People have concerns that this will be used as a tool to put people in jail before they commit crimes. That’s not going to happen, as it doesn’t have any capability to do that. It just predicts an event at a particular location. It doesn’t tell you who is going to commit the event or the exact dynamics or mechanics of the events. It cannot be used in the same way as in the film Minority Report.
In Chicago, most of the people losing their lives in violent crimes is largely due to gang violence. It is not like a Sherlock Holmes movie where some convoluted murder is happening. It is actually very actionable if you know about it a week in advance – you can intervene. This does not just involve stepping up enforcement and sending police officers there, there are other ways of intervening socially so that the odds of the crime occurring actually goes down and, ideally, it never happens.
What we would like to do is enable a kind of policy optimisation. My cohorts and I have been very vocal that we don’t want this to be used as a purely predictive policy tool. We want policy optimisation to be the main use of it. We have to enable that, as just putting out a paper and having the algorithm there isn’t enough. We want the mayor or administrators to use the model generated to do simulations and inform policy.
Previous algorithms of this kind have been heavily criticised for producing bias, in terms of racial profiles, for example. How do you account for this?
Approaches that have been tried before are straight-up machine learning, off-the-shelf tools where you take a giant data set, determine what the important features are, then use those features with a standard complex neural network to try to make predictions.

• [DATASET EXCERPTS]:
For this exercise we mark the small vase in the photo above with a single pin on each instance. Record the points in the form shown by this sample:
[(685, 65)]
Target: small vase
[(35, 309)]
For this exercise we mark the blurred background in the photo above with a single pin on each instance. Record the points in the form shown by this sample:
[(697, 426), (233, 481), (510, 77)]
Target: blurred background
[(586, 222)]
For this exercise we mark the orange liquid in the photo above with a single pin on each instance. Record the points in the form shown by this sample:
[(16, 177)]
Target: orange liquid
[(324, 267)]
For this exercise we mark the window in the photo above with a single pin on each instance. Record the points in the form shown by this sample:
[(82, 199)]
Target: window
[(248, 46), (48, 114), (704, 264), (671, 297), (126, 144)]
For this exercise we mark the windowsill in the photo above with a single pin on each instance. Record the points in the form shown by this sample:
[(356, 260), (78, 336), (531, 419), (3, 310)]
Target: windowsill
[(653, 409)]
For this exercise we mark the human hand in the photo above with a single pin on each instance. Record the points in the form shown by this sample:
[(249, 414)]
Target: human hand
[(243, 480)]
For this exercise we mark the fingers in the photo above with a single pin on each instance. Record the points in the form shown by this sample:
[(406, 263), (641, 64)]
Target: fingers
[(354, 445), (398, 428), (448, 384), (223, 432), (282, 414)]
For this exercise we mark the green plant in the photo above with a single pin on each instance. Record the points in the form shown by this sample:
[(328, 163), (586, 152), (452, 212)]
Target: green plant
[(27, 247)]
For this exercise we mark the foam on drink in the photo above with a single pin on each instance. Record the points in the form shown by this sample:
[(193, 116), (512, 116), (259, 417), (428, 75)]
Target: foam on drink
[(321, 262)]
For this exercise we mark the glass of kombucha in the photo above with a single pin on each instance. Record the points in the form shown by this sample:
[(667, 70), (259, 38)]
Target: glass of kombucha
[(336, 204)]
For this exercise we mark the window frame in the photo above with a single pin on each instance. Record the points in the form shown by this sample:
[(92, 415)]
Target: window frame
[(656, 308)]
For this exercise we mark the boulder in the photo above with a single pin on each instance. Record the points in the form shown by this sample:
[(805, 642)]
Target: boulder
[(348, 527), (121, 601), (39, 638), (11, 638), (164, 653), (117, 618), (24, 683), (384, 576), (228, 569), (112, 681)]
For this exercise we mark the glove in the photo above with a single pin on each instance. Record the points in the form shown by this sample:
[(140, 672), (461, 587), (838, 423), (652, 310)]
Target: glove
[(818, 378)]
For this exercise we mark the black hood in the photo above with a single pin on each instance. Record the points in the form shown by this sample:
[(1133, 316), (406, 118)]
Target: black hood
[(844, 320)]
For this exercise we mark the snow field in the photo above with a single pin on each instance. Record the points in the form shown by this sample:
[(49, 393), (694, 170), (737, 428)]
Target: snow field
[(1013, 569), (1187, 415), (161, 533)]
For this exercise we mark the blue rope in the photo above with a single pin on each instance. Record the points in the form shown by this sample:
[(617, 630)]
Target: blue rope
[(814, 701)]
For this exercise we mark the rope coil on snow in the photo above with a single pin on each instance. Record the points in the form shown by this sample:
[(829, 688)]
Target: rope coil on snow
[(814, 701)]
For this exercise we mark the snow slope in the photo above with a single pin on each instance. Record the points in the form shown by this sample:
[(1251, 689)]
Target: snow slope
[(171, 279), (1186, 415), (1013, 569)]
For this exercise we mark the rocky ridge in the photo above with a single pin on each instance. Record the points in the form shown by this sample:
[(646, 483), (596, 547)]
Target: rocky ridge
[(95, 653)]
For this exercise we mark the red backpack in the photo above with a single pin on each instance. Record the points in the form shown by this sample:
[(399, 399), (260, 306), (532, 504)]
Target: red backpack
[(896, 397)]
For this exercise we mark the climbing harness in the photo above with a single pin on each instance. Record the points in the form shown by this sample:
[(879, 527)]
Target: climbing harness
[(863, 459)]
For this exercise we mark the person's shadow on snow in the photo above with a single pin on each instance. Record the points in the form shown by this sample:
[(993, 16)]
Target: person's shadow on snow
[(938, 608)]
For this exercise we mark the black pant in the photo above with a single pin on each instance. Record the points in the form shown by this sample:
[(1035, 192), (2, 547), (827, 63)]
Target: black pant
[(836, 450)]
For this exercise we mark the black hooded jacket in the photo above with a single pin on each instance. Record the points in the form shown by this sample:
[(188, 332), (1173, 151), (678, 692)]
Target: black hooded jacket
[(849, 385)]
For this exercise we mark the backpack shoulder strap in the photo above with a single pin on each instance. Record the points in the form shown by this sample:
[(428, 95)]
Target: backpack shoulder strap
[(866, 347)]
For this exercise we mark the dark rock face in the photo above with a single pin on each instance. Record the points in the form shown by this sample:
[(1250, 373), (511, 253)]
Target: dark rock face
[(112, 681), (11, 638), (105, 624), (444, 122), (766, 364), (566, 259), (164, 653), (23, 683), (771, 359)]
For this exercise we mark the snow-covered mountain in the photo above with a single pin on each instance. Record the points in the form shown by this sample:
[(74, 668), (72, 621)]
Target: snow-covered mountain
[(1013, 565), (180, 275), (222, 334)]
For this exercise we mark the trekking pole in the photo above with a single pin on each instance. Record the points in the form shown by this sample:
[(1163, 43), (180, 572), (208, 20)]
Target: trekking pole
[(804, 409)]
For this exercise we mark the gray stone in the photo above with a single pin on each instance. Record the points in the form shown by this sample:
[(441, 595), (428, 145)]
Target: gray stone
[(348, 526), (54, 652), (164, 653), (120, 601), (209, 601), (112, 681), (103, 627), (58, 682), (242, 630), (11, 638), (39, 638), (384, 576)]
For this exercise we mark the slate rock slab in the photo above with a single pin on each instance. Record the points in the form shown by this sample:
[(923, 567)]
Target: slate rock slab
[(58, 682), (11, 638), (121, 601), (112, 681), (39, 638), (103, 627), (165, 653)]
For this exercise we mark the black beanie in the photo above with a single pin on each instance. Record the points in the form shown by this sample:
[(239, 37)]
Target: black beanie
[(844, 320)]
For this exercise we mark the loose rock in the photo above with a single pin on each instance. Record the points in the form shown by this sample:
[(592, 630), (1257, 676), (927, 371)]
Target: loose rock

• [WHAT YOU NEED TO DO]:
A – Copy the crime-prediction passage starting at "Previous algorithms of" and ending at "to make predictions.", relabeling "machine learning" as "statistical modeling".
B – Answer these questions from the crime-prediction passage:
(i) Which film does it say the tool cannot be used like?
(ii) In which city does it say most violent-crime deaths are largely due to gang violence?
(iii) Who does the speaker want to use the model to run simulations and inform policy?
The rows stand apart from the crime-prediction passage and are separate material.

• [SOLUTIONS BELOW]:
A –
Previous algorithms of this kind have been heavily criticised for producing bias, in terms of racial profiles, for example. How do you account for this?
Approaches that have been tried before are straight-up statistical modeling, off-the-shelf tools where you take a giant data set, determine what the important features are, then use those features with a standard complex neural network to try to make predictions.

B –
(i) Minority Report
(ii) Chicago
(iii) The mayor or administrators